> [Selected passage]:

==*==

Fix for Case Correction of Acronyms causing doubling by theunrepentantgeek · Pull Request #65 · gobuffalo/flect

theunrepentantgeek · 2023-02-12T22:59:44Z

What is being done in this PR?

I discovered an edge case in the interaction of two features of flect.

If your string matches a known acronym, it's case-corrected to all upper-case.

If the end of your string also matches one of the rules for pluralization, flect attempts to replace the end of the string.

However, the suffix-to-remove comes from the original string, not the case corrected part - so the call to strings.TrimSuffix() doesn't remove the old suffix.

The results are a little odd. The two examples I found, when calling flect.Pluralize() are:

Input	Expected	Actual
ssh	SSHes	sshSSH
eia	EIAs	Eium

What are the main choices made to get to this solution?

~~The first commit adds two test cases to show the bug in action. I'm not 100% convinced that the plural's I've used are correct, but a unit-test at least makes the bug easy to verify.~~

~~The second commit makes the suffix-removing behaviour of Ident.ReplaceSuffix() case insensitive; this seems to fix the bug without breaking anything else.~~

After discussion, I've implemented preferred rules; this required a little bit of work to avoid inadvertently using the non-acronym rules at the wrong time. E.g. the Singular form of EIA is not EIUM.

What was discovered while working on it? (Optional)

I discovered the design choice that acronyms are always converted to upper case, which surprised me - I expected flect to preserve letter case (e.g. I expected flect.Pluralize("html") to return either `"htmls"' or '"html"' but not '"HTML"').

List the manual test cases you've covered before sending this PR:

I've reproduced my manual test cases as unit tests in flect_test.go

sio4 · 2023-02-13T16:56:27Z

Hi @theunrepentantgeek,
Thank you for filing the PR.

Indeed, the current behavior is not correct and it should be fixed!

However, I have a few different points of view.

First of all, Flect cannot be a general inflection module from the natural language perspective. It should be limited to specific use cases and we need to understand the limitation.

You fixed the wrong behavior by fixing Ident.ReplaceSuffix(), but in my opinion, the root cause of the incorrect behavior is the following finding you already mentioned:

If your string matches a known acronym, it's case-corrected to all upper-case.

I don't think this is good behavior. The issue started here, and I think it is the user's choice if they use SSH or just lowercase ssh. We should not ignore the user's intention.

I discovered the design choice that acronyms are always converted to upper case, which surprised me - I expected flect to preserve letter case (e.g. I expected flect.Pluralize("html") to return either `"htmls"' or '"html"' but not '"HTML"').

==*==

> [Excerpted records]:
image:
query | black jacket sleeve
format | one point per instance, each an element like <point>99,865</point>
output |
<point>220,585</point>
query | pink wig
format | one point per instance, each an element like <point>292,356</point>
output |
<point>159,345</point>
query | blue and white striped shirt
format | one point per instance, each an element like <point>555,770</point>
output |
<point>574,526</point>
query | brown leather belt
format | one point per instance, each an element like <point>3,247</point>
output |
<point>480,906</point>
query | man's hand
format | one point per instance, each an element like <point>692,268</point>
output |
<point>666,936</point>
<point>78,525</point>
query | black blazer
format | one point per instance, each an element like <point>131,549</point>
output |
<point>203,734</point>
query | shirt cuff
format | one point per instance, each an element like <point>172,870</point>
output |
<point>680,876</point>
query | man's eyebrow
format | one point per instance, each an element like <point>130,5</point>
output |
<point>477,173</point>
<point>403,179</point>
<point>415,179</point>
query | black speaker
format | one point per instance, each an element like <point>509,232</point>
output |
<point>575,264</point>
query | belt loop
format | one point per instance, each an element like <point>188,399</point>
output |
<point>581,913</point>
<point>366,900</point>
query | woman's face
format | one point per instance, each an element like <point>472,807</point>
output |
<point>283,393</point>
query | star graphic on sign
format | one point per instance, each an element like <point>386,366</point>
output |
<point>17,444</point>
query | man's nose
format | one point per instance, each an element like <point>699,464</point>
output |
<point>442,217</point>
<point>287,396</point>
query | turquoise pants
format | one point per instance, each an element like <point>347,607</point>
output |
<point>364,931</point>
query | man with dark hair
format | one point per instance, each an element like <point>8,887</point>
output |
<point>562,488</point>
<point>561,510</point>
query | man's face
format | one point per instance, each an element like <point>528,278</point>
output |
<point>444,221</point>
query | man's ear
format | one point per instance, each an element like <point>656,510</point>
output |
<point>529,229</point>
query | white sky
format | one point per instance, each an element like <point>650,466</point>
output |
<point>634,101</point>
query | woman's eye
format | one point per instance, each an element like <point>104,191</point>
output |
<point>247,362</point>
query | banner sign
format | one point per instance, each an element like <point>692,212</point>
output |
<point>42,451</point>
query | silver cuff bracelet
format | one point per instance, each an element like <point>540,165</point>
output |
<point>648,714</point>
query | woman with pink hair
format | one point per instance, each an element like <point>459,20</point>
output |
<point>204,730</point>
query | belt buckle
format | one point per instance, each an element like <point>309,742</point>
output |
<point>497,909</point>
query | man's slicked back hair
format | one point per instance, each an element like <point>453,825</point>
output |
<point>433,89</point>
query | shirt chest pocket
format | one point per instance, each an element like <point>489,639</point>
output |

==*==

> [Challenges]:
**1)** Rewrite the flect pull request description, everything from "What is being" down to "of the string.", swapping "pluralization" for "plural formation".
**2)** According to the flect pull request thread, what does flect.Pluralize() actually return for the input "eia"?
**3)** Carry the flect pull request discussion forward from the point at which it stops.
The records are not required for any of what is asked here.

> [Task answers]:
**1)**
What is being done in this PR?

I discovered an edge case in the interaction of two features of flect.

If your string matches a known acronym, it's case-corrected to all upper-case.

If the end of your string also matches one of the rules for plural formation, flect attempts to replace the end of the string.

**2)** Eium

**3)**
Exactly!

So I would like to fix it as:

we do not convert anything to upper case or another, just preserve the user's input as is.
Just treat abbreviations as a special case when we run pluralize or singularize, and the rule could be just adding a single 's' to simplify the rule. (I'd like to follow the rule in https://editorsmanual.com/articles/plurals-of-abbreviations/)

Actually, there was heavy work on #62 a few weeks ago, and after that, my plan for this module became to make the purpose of this module clearer and simpler, then fix things aligned with the goal.

Even though PR should be a space for reviewing not for discussion, I would love to hear your opinion or updated PR, also I would love to discuss it in a separate issue if you want to continue to discuss the topic further.

theunrepentantgeek · 2023-02-13T23:55:33Z

Thanks for the quick response @sio4.

I started writing an issue and realized the easiest way to demonstrate the issue was with a snippet of code, hence the PR.

The behavour you've described makes sense to me; I'll have a go at doing that and will update this PR.

theunrepentantgeek · 2023-02-16T02:01:19Z

@sio4 I've updated the PR - it includes tests, and I've linked to that doc you referenced so future developers know why things are done this way.

sio4 · 2023-02-16T04:07:26Z

Thanks! Will take a look as soon as possible!

sio4 · 2023-02-16T16:43:39Z

Hi, I took a look at the PR and it seems like there could be a compatibility issue. (not to uppercase them all)

This is my fault, I thought/think we should preserve the user's input as-is but I need to check if this change will break its users. Flect is mainly used for runtime automation for keywords (mostly DBMS column names, model names, etc) and this behavior change will cause compatibility issues with existing users.

For the behavior change, we need to consider it deeper later and need to decide whether to fix it or keep it, but now we need to keep it the same. Actually, we completed a milestone and I am about to develop the next plan with breaking changes, so this issue could be added to the TODO items.

Sorry for the time to fix the code.

By the way, what is the original issue that you wanted to fix? I would like to help you with the particular issue.

theunrepentantgeek · 2023-02-16T18:27:48Z

By the way, what is the original issue that you wanted to fix?

flect.Singularize("ssh") returns sshSSH - doubling the text, which is quite incorrect.
This one tripped me up when testing my project.

Flect is mainly used for runtime automation for keywords (mostly DBMS column names, model names, etc)

FWIW, this is similar to my use case - I'm working on a code generator which consumes OpenAPI definitions, generating Go code.

I totally understand your reservations about breaking-changes. 😃

theunrepentantgeek · 2023-02-16T18:53:55Z

What about providing an option to retain the users letter case for acronyms, but with a default that preserves the current behaviour for existing users?

One way to achieve this would be to extend flect.New() with a varidic Option parameter, allowing customization.

This would mean flect.New("foo") would retain the existing behaviour, but flect.New("foo", flect.PreserveCase) would have the new behaviour.

Not actually sure if this is a good approach, but figured the idea was worth sharing. What do you think?

sio4 · 2023-02-17T17:46:13Z

Thanks for your kind response and suggestions! I really love to hear that!

By the way, what is the original issue that you wanted to fix?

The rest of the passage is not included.